• WHAT IS REQUIRED: Could you reproduce the lines below from the one with "Target: parked white car" through the one with "instance: [(441, 456)]"? Keep both ends and add nothing.
----------------
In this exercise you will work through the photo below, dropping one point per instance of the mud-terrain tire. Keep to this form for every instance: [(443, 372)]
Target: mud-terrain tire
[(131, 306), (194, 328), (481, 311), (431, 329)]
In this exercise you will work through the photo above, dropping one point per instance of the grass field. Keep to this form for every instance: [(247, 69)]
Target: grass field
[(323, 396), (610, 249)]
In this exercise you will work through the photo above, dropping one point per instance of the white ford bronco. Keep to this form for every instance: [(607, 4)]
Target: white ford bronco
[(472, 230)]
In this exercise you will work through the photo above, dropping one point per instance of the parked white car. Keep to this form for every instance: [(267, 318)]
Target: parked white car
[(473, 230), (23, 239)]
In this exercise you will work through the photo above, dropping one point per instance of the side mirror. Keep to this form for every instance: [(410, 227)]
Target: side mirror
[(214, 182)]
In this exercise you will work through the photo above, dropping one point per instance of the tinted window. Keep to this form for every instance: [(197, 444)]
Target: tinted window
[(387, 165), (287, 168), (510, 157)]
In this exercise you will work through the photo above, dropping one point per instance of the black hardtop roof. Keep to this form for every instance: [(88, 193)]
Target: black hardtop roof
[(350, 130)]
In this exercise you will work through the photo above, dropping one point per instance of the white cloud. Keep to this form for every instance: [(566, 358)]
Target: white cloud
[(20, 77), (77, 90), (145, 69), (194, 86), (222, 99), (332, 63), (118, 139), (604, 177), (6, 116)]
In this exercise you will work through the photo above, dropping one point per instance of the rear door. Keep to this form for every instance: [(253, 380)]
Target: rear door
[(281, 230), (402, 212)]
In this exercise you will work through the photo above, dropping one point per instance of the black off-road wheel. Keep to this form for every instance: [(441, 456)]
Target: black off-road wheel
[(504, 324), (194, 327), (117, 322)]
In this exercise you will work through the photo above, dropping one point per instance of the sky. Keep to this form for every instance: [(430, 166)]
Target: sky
----------------
• REPLY:
Target: parked white car
[(473, 230), (23, 239)]
In this exercise you will work through the photo above, dropping one point per instance of the side mirror. Keep to this form for every instance: [(410, 227)]
Target: side mirror
[(214, 182)]
In this exercise you will work through the photo above, dropping one point per instance of the tinted window. Keep to this form for every instance: [(197, 444)]
Target: tinted window
[(387, 165), (287, 168), (510, 157)]
In this exercise you will work through the photo above, dropping one point per instance of the black hardtop roof. Keep to this form for every instance: [(88, 193)]
Target: black hardtop roof
[(350, 130)]
In this exercise you will work through the photo above, dropping one point per instance of the white cloud. Keep to this form for every instance: [(566, 358)]
Target: white cloud
[(20, 77), (77, 90), (145, 69), (194, 86), (222, 99), (332, 63), (118, 139), (604, 177), (6, 116)]
In this exercise you will work through the photo above, dropping one point per instance of the rear door. Keep to this form for every instance: [(253, 380)]
Target: rear door
[(281, 230), (402, 212)]
In this exercise you will work through the photo above, dropping one point per instance of the black off-road wheel. Keep to this form for every instance: [(441, 456)]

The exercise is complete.